Murakami continued to write first-person narratives for years to come, but “The Twins” is his last true boku. Two years later, he would name his narrator “Toru Watanabe” in Norwegian Wood. After writing Norwegian Wood, Murakami wanted to revisit the characters from A Wild Sheep Chase (Rubin 168-169), but Dance Dance Dance, the result of seeing those characters again, feels different from previous bokus; it shows us that boku on an expense account is no boku at all. South of the Border, West of the Sun has anonymous first-person narration, but other characters are named and the narrator, while older, is not the same person. Subsequent works for Shinchō such as The Wind-Up Bird Chronicle and Kafka on the Shore are told largely in the first person, but with extensive third-person sections; the stories in After the Quake are all in the third person. 1Q84, a 1055-page work told completely in the third person, completes the transition. The reader, however, only shadows two characters (other than one notable scene), so the distance between character and narrator is not much more than that between character and player in a third-person shooter.

Stored records -
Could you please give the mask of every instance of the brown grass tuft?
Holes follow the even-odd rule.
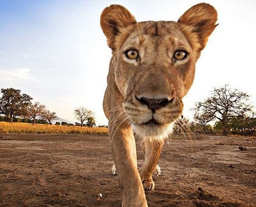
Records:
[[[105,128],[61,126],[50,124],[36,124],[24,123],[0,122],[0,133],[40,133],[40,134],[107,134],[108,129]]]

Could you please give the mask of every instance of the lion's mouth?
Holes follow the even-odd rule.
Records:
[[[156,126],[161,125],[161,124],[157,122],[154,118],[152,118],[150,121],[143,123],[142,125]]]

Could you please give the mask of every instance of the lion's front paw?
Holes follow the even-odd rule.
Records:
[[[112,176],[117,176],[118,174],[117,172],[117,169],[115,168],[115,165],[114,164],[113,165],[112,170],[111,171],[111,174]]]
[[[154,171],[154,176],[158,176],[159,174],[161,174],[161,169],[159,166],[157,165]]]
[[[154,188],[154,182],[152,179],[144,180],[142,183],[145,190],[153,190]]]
--
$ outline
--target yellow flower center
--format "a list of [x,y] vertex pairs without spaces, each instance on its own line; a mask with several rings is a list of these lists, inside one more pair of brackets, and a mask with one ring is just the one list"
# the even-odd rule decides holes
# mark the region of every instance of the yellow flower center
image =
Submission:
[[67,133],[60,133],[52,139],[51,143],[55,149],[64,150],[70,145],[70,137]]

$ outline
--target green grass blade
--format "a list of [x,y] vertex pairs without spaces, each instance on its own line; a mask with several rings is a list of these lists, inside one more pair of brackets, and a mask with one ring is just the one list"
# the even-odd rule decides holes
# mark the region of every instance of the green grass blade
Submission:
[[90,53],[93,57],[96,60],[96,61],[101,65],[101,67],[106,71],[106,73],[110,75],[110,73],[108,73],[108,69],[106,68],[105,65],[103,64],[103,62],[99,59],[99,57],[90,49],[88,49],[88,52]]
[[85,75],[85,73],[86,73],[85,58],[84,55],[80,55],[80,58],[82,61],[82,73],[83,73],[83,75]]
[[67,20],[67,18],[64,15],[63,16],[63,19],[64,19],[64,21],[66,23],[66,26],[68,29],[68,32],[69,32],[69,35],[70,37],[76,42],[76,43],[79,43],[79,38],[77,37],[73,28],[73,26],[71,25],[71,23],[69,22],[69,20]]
==
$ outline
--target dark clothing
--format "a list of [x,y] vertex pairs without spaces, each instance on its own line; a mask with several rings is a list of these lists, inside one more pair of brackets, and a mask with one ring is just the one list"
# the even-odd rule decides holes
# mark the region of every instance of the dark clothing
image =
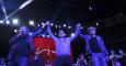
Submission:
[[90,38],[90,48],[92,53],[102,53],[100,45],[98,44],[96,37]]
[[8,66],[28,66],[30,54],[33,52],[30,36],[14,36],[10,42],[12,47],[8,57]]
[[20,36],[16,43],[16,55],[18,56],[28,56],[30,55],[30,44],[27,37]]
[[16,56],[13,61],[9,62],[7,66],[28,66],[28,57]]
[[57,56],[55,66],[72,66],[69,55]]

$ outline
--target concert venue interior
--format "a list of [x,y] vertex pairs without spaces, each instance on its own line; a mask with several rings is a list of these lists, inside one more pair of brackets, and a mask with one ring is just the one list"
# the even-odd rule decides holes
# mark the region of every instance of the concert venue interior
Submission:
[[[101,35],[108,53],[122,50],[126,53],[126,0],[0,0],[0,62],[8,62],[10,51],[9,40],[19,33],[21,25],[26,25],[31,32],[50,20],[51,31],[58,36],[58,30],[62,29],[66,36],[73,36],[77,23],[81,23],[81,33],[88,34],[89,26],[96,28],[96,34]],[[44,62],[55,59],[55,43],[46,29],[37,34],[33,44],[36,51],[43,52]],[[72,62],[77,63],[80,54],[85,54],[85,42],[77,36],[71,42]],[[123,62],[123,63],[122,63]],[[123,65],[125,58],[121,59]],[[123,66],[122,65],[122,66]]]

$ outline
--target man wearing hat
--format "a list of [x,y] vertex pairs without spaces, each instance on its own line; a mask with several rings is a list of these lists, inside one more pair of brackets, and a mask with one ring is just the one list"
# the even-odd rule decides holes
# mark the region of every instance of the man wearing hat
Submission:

Directions -
• 1. From the passage on Murakami's narrators, list every work it describes as told wholly or partly in the third person.
• 2. Please extend the passage on Murakami's narrators, picking up right after its final sentence.

Answers per task -
• 1.
The Wind-Up Bird Chronicle
Kafka on the Shore
After the Quake
1Q84

• 2.
Parts of 1Q84 rival Murakami’s best writing. The tale of Tengo’s father, who tried his luck as a settler in Manchuria before returning to Japan to work as a collection man for NHK; Tengo’s married girlfriend’s ominous dream she relates to him in bed at the end of Book 1 (remarkably similar in style and feel to boku’s dream in “The Twins and the Sunken Continent”); and a story within the story about a town run completely by cats from a book that Tengo reads, are three notable examples. But overall, the book feels long, inconsistent, and occasionally repetitive. Over the course of 1,000 pages, characters and themes both float in and out of the narrative, many of them seemingly forgotten by the end of Book 2. Religious cults are discussed in depth in Book 1 only to be left out of Book 2. Tengo’s father is an important part of the whole book, but it is unclear how his past is connected to the rest of the book. Ebisuno-sensei, Fukaeri’s foster father, has most of his action offstage, and we never even meet Azami, Fukaeri’s foster sister. Most of the book is spent going over the past of the characters, so much so that plot discussion more extensive than that given above would start to reveal some of the only development in the novel’s present — plot that Murakami made no secret of trying to keep a secret in the run up to the publishing date.

Aomame’s personality seems to be the most inconsistent part of the work. She is calm and collected at parts and then loud and aggressive at other times, especially when it involves getting balding men into bed. Take these two passages from Book 1 Chapter 15 about Aomame who, as a child, was determined to escape the severe minimalism of life as a Christian missionary:

However, as an adult, Aomame discovered the fact that she was most comfortable living a moderate, austere lifestyle. She preferred wearing sweats and spending time by herself in her room to dressing up nicely and going out somewhere with someone. (Book 1, 328)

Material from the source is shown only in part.